Problem to solve
Pull out every line of the listing below that contains the string "umbrella", and copy each one as it appears.

Records provided
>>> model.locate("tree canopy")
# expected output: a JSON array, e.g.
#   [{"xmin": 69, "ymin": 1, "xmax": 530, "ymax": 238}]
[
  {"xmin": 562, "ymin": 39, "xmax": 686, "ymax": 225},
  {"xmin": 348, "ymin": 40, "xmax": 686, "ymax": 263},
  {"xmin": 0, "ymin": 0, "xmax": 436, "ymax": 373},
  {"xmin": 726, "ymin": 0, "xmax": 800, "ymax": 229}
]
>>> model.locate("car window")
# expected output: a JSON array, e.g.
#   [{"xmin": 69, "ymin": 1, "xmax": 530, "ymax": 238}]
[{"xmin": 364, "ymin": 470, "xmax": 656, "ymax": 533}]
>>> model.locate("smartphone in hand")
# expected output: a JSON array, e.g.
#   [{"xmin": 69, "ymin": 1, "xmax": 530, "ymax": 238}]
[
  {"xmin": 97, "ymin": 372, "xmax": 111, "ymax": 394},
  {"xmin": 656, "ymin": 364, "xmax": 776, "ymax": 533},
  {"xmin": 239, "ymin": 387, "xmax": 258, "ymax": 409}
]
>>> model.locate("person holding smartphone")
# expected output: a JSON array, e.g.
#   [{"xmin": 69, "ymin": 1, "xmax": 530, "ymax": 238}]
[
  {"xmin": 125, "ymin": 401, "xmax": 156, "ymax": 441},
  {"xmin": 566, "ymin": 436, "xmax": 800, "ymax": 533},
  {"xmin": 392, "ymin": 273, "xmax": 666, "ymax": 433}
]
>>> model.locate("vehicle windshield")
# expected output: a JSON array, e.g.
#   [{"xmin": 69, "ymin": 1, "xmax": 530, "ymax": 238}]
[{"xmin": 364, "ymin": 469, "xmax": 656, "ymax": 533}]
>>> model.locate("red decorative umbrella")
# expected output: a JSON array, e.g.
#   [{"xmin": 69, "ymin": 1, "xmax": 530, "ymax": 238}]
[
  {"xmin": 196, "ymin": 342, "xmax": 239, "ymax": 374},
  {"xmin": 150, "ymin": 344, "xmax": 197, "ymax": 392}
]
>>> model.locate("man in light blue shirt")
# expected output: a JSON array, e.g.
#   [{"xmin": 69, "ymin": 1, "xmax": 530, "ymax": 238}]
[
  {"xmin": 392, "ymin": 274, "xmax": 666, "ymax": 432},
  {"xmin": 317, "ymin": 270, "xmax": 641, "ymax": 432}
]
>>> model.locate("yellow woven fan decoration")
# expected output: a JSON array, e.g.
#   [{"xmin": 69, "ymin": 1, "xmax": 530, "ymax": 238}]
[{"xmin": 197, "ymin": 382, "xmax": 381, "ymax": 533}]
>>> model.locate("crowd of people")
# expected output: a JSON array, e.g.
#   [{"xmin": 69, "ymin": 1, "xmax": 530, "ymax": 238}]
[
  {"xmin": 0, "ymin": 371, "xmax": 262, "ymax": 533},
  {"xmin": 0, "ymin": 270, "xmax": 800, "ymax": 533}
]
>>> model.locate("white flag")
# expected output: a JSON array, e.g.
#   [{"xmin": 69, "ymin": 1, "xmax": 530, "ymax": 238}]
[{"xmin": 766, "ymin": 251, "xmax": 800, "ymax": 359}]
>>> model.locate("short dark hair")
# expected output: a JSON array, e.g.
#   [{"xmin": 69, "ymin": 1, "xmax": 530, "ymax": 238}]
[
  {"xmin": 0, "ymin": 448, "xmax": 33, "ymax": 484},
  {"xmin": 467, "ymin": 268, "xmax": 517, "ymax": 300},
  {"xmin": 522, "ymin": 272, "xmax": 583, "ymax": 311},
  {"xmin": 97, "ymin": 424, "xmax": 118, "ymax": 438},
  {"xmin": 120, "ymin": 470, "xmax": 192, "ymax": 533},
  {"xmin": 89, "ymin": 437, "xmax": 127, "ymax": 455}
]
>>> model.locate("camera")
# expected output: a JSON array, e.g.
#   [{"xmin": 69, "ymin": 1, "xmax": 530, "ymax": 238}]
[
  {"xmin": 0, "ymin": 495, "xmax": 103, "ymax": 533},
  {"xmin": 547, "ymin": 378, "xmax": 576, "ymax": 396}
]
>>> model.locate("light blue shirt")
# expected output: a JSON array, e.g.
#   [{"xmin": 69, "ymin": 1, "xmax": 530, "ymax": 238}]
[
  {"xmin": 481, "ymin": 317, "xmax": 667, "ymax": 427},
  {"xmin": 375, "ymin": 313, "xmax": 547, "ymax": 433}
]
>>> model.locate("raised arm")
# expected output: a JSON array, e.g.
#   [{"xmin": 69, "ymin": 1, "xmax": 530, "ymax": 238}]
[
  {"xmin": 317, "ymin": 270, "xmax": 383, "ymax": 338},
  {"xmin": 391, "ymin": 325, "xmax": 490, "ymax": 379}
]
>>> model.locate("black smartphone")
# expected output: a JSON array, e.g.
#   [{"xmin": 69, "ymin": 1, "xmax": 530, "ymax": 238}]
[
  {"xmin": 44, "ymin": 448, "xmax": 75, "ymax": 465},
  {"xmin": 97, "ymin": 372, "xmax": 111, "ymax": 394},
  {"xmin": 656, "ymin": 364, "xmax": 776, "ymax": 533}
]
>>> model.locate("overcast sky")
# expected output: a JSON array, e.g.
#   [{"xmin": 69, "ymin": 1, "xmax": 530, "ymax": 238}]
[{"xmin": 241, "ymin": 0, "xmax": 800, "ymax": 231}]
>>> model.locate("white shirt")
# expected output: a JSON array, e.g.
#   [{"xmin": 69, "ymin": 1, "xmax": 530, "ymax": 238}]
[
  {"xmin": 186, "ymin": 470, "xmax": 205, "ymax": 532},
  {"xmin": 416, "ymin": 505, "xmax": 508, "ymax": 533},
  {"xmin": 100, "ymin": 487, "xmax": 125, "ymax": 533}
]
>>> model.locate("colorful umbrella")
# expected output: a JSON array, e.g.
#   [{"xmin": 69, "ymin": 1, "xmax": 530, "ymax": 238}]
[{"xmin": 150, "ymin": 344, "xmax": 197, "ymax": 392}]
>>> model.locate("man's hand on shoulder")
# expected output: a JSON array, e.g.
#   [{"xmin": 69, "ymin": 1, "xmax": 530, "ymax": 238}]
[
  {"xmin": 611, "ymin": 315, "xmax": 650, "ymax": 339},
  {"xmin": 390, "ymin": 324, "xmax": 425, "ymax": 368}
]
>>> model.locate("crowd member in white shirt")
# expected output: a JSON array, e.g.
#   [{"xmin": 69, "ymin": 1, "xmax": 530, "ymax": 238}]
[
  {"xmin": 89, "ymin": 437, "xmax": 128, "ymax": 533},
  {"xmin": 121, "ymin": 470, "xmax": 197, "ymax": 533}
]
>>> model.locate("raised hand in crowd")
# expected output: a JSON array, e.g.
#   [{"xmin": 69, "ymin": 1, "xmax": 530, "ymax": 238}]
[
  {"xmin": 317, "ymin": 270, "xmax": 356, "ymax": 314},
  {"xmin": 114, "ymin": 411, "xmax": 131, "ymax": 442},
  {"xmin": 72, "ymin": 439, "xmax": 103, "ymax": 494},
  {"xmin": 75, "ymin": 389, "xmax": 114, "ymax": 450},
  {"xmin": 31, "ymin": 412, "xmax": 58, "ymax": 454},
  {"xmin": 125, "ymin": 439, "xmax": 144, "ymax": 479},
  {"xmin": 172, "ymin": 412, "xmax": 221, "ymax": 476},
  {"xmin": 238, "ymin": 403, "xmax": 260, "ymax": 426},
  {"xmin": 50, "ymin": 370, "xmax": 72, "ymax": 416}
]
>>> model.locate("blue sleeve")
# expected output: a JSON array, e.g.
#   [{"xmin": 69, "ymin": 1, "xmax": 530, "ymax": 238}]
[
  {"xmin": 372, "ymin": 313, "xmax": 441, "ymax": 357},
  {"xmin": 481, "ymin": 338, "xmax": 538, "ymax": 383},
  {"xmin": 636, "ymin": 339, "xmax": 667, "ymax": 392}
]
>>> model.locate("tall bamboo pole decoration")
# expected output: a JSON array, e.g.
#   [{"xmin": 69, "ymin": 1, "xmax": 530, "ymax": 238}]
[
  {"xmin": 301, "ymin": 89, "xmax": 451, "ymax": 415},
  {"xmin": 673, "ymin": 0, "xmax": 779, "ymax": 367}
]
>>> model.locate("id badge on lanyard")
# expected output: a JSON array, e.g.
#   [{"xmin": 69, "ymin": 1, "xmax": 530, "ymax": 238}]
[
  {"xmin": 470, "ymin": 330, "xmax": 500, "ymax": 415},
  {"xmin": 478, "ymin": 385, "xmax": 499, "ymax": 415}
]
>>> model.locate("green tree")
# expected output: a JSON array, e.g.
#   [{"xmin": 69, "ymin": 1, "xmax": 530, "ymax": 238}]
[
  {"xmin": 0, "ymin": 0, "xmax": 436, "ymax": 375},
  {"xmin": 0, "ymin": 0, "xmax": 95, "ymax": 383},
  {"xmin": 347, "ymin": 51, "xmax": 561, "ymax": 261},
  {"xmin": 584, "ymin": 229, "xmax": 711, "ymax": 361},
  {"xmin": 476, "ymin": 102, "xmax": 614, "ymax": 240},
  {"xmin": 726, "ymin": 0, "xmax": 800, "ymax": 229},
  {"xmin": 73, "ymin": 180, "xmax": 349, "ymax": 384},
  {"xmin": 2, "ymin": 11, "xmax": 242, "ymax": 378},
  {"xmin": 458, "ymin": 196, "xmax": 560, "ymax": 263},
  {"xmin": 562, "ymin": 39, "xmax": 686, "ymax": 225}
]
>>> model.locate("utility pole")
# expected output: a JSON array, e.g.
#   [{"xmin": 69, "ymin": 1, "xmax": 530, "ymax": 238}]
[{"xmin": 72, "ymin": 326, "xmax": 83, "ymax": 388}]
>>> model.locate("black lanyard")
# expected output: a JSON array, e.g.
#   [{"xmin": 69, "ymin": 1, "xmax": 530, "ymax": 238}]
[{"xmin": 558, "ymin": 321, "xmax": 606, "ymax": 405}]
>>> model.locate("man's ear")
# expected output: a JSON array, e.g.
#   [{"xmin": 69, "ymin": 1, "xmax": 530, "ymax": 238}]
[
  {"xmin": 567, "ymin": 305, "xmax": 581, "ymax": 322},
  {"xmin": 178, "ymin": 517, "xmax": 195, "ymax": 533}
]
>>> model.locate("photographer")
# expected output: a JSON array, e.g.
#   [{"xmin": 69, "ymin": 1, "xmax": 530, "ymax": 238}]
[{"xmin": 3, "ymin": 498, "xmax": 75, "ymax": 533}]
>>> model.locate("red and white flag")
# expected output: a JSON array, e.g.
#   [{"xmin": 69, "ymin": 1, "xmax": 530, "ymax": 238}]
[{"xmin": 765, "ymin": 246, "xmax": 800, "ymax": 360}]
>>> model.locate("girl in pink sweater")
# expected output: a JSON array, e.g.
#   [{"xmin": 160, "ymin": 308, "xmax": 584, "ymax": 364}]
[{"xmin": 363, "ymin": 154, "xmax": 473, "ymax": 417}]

The answer
>>> model.locate("red decorative umbrella")
>>> model.locate("colorful umbrella")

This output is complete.